**WHAT TO DO:** Go to the line that contains "like x=489, y=77.", then write out that line and all that follow to the end of the listing, exactly and without pictures.

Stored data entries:
-- start --

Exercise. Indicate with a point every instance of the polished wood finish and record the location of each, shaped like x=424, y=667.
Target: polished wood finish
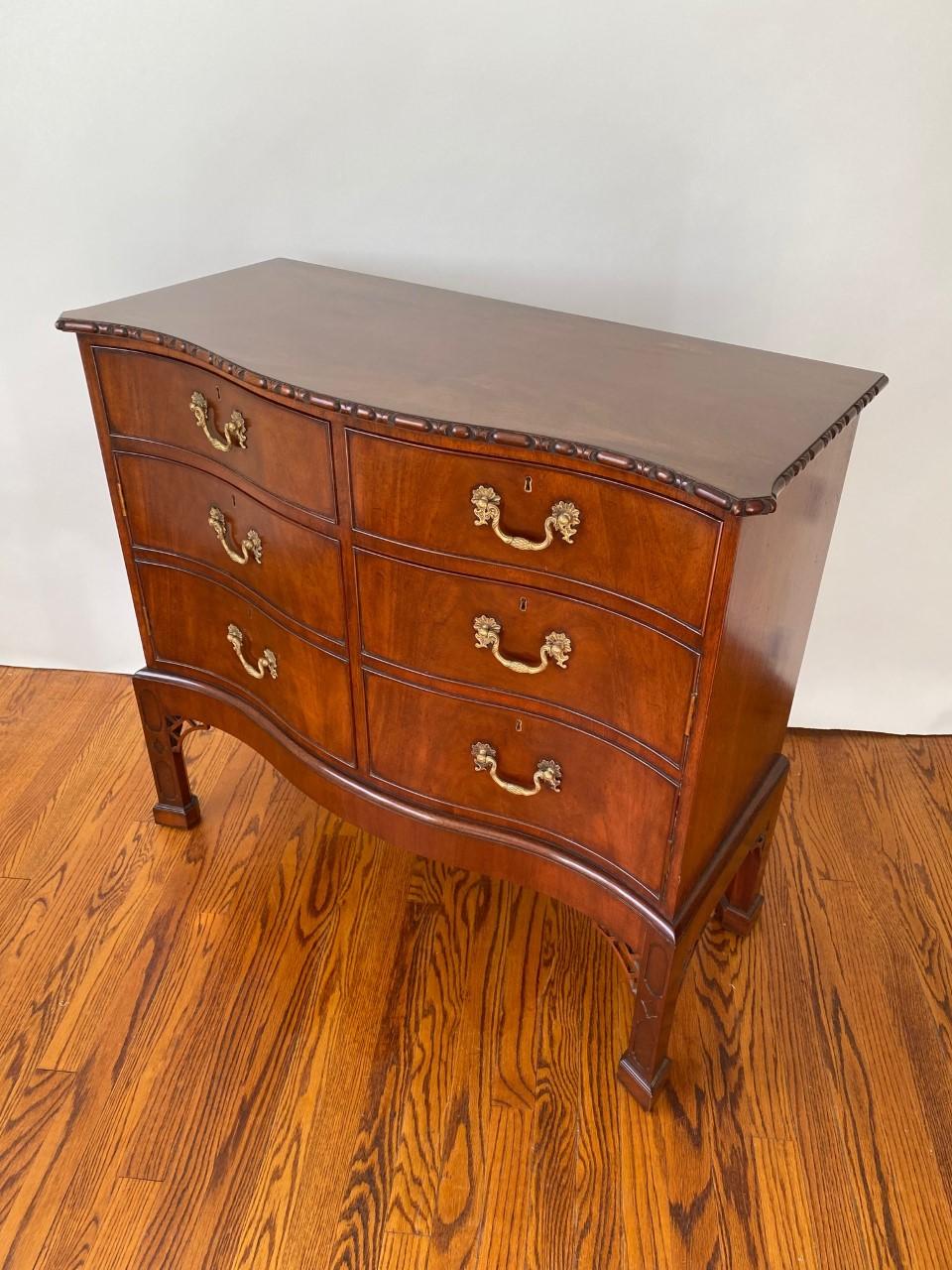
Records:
x=653, y=756
x=189, y=619
x=640, y=680
x=148, y=397
x=277, y=1042
x=595, y=775
x=168, y=508
x=735, y=422
x=638, y=545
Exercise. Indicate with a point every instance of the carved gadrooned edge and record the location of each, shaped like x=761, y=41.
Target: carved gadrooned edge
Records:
x=626, y=953
x=658, y=472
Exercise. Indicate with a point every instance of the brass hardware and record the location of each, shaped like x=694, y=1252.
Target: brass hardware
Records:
x=267, y=662
x=563, y=520
x=250, y=544
x=547, y=771
x=235, y=430
x=557, y=647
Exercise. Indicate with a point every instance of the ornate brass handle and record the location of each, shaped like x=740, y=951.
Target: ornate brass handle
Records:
x=563, y=518
x=250, y=544
x=235, y=431
x=557, y=647
x=267, y=662
x=547, y=771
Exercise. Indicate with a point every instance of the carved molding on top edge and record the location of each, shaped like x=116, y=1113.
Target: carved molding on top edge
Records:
x=658, y=472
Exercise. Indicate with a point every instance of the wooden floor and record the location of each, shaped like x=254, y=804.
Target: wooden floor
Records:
x=280, y=1043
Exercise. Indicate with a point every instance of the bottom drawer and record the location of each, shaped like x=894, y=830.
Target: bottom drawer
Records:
x=608, y=804
x=197, y=625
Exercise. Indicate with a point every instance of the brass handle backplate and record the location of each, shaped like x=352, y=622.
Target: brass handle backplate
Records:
x=547, y=772
x=557, y=647
x=250, y=544
x=563, y=520
x=235, y=430
x=267, y=662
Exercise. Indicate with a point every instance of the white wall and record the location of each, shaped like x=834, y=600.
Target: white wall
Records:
x=772, y=175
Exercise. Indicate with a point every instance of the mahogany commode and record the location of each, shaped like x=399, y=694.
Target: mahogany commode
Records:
x=518, y=589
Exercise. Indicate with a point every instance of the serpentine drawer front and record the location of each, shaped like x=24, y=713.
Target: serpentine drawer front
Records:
x=521, y=590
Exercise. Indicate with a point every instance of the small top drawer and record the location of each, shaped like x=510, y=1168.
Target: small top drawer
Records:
x=620, y=539
x=278, y=449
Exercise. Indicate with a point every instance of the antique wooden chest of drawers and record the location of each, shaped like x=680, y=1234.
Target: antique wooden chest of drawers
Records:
x=522, y=590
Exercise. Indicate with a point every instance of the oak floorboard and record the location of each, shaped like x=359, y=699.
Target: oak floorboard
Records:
x=276, y=1043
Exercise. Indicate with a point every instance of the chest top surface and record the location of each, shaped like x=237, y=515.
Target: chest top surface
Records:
x=733, y=422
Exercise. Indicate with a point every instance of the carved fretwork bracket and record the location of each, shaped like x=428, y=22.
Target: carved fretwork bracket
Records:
x=180, y=728
x=626, y=953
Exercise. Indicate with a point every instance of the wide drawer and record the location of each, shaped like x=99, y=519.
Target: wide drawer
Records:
x=613, y=668
x=284, y=451
x=193, y=624
x=610, y=806
x=627, y=541
x=173, y=507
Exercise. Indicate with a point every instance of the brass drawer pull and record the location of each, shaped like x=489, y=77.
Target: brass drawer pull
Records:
x=557, y=647
x=235, y=430
x=267, y=662
x=250, y=544
x=547, y=771
x=563, y=518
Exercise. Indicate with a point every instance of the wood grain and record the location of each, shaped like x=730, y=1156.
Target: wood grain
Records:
x=278, y=1043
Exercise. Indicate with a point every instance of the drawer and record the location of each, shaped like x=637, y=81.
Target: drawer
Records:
x=627, y=541
x=610, y=806
x=171, y=507
x=190, y=620
x=285, y=452
x=619, y=671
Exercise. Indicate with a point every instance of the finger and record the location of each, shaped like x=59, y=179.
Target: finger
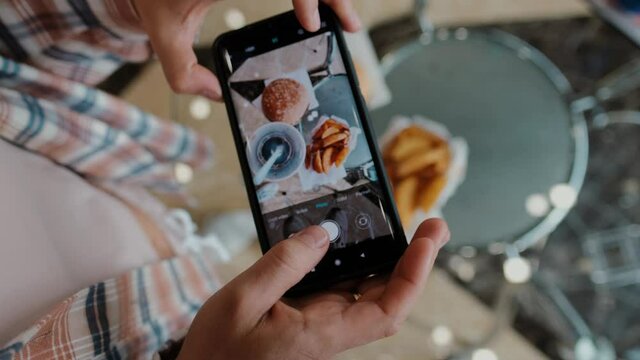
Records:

-- end --

**TASK OUTPUT:**
Exercise. Indicate with a point every instance of the brass drawer pull and record the location of each, shaped like x=489, y=77.
Target: brass drawer pull
Records:
x=557, y=647
x=235, y=430
x=267, y=662
x=250, y=544
x=547, y=771
x=563, y=518
Exercise. Indicate with a point every instance of the wood grain and record the location of each, shaped like x=730, y=1156.
Target: wood grain
Records:
x=278, y=1043
Exercise. Indicate with a point every instance of the drawer and record the location of each, shaped like x=637, y=81.
Target: drawer
Records:
x=627, y=541
x=610, y=806
x=171, y=507
x=190, y=620
x=285, y=452
x=619, y=671
Exercise. Indicate with a point every instance of the finger and record the location of each, shaped like x=59, y=179.
Target: finger
Records:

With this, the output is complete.